— Documento —
========================================

Por: Andrea Rizzi | El País
Hubo un tiempo, entre 2005 y 2014, en el que el actual primer ministro de la India y entonces líder del Estado indio de Guyarat, Narendra Modi, no podía entrar en Estados Unidos. Washington le vetaba en aplicación de una norma estadounidense que prohíbe que se entreguen visados a funcionarios gubernamentales extranjeros promotores o responsables de restricciones graves de la libertad religiosa. El veto sobre Modi, un político nacionalista hindú, se esgrimió en relación con los graves episodios de violencia sectaria entre hindúes y musulmanes que asolaron Guyarat en 2002, cuando el anfitrión de la cumbre del G-20 en Nueva Delhi era jefe de aquel Estado occidental de la India.
Mucho ha cambiado desde entonces —el contexto internacional y el estatus político de Modi, más que sus convicciones—, y ese veto ya es un recuerdo lejano. La India es un país más poderoso, y EE UU le necesita en su pulso con China. El pasado mes de junio, Modi fue recibido por enésima vez con máximos honores en Washington, entrando en el muy selecto club de mandatarios que han podido dirigirse a las cámaras estadounidenses reunidas dos veces, honor concedido a figuras del calibre de Churchill y Mandela.
Los dos episodios representan una significativa aproximación a un líder profundamente controvertido. Modi, de 72 años, primer ministro desde 2014 como jefe del partido nacionalista hindú BJP, encabeza una India que registra logros económicos y geopolíticos mientras sufre —según denuncian sus críticos, apoyados en múltiples hechos— un deterioro democrático.
Modi es un político carismático, de enorme ambición —”pido al sector privado también dar un paso al frente. Tenemos que dominar el mundo”, dijo, en su discurso por el 75 aniversario de la independencia—, muy popular en la India.
Preside un país que en los últimos dos años registra un crecimiento sin parangón en las grandes economías, que logró en agosto una gran hazaña en su programa lunar, que conquista una creciente influencia en la escena internacional y que, según los índices de gobernanza del Banco Mundial, ha dado claros pasos adelante en su eficacia en múltiples criterios, como la eficacia de gestión, regulatoria o anticorrupción. En la cumbre se anotó un éxito diplomático pastoreando un consenso que se antojaba difícil.
La India se moderniza con importantes inversiones estructurales, reduce la pobreza. El camino por delante es enorme, como el retraso con respecto a su gran rival, China, y nada asegura que sea fluido, pero hay datos que evidencian mejoras en los últimos años.

========================================

— Enunciado —
Retoma el artículo sobre Narendra Modi justo después de su última oración y sigue escribiéndolo.

— Datos sin procesar —
========================================

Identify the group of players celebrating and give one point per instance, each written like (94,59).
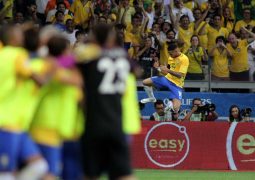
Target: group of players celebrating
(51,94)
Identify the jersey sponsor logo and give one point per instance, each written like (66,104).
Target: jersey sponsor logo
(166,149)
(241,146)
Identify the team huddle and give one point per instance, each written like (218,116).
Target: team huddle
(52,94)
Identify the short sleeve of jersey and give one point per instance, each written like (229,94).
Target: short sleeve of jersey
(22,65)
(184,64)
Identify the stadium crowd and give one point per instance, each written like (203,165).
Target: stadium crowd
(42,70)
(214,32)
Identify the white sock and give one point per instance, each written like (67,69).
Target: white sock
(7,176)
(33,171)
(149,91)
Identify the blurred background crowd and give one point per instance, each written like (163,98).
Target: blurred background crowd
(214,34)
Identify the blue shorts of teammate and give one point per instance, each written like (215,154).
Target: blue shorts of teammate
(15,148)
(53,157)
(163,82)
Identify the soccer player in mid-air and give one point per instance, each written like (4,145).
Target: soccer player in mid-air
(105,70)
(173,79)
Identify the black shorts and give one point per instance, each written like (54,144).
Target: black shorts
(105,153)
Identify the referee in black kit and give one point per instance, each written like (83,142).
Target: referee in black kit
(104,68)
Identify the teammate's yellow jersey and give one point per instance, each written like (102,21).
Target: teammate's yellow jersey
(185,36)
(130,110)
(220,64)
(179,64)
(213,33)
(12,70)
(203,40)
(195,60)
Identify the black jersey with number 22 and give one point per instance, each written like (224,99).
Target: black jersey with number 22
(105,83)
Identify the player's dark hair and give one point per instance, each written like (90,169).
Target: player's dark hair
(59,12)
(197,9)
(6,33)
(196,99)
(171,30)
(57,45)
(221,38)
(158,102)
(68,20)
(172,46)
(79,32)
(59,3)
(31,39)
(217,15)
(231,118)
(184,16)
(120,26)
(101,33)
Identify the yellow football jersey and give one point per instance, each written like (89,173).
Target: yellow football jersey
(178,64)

========================================

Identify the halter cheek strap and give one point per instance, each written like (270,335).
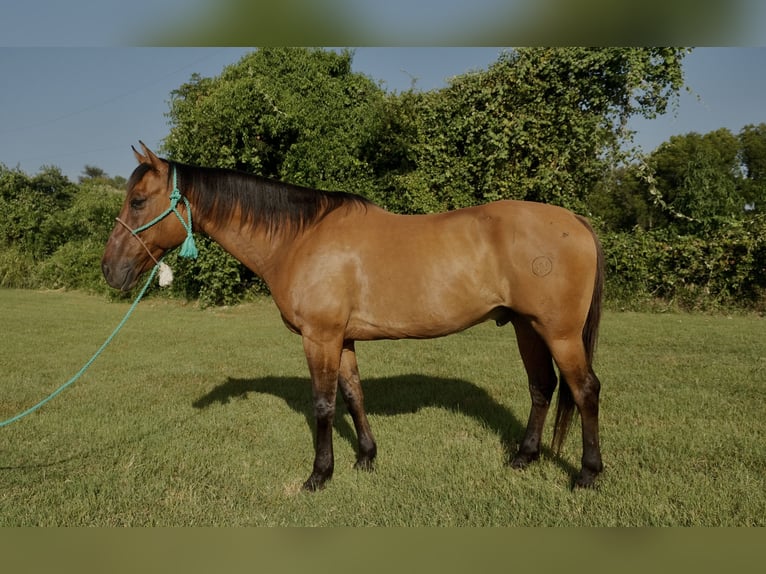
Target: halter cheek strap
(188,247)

========================================

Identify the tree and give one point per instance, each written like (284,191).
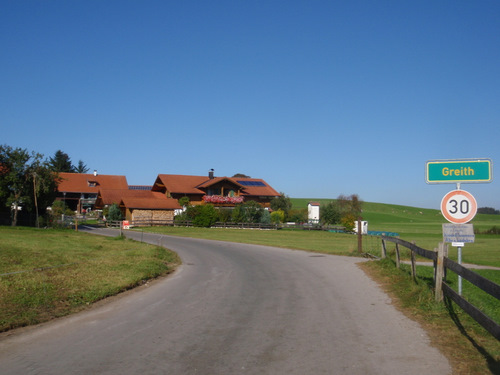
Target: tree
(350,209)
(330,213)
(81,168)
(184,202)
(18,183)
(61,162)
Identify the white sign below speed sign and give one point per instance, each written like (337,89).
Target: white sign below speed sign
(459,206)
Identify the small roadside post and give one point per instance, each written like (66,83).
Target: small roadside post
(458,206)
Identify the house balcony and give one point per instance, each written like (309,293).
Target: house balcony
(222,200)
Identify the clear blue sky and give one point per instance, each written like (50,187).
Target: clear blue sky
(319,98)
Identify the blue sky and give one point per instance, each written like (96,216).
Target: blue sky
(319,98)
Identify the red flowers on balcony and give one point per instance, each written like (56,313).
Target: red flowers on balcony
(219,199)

========================================

— Respuesta —
Sobre Modi pesan, sin embargo, gravísimas acusaciones —procedentes de la oposición y de la gran mayoría de los expertos y centros de estudio del mundo democrático— de ser un líder que promueve una visión nacionalista hindú excluyente y peligrosa, y que encabeza un proyecto político que deteriora en múltiples aspectos la calidad de la democracia india. Las críticas se apoyan en un amplio catálogo de hechos polémicos.
Los principales indicadores de centros de estudio independientes occidentales consideran que el deterioro es grave. Reporteros sin Fronteras coloca a la India en el puesto 161 de 180 en cuanto a libertad de prensa, en franco retroceso con respecto al pasado. Los estudios anuales de Freedom House, The Economist Intelligence Unit o V-Dem coinciden en señalar un paulatino deterioro. El Gobierno indio considera que estos informes son mera opinión, que no tienen valor objetivo.
Hechos problemáticos
Los hechos problemáticos son muy variados. Al principio de su primer mandato, Modi impulsó una ley para reformar el sistema de selección de jueces del Supremo, tocando un área notoriamente sensible para los equilibrios democráticos.
Años después, hizo aprobar una ley que favorece la concesión acelerada de la condición de ciudadanos a migrantes sin papeles que profesan las principales religiones de la región, menos la musulmana. El Gobierno alegó entonces que se trataba de una medida para proteger minorías amenazadas en países de los alrededores. Los críticos apuntaron que se trataba de un primer gran boquete en el espíritu secular e inclusivo de la Constitución india.
Posteriormente, se han aprobado medidas que han complicado las labores de ONG y medios, a través de inspecciones y trabas burocráticas, de las que han resultado objeto cadenas como la BBC, que precisamente trató de esclarecer en profundidad los sucesos de Guyarat.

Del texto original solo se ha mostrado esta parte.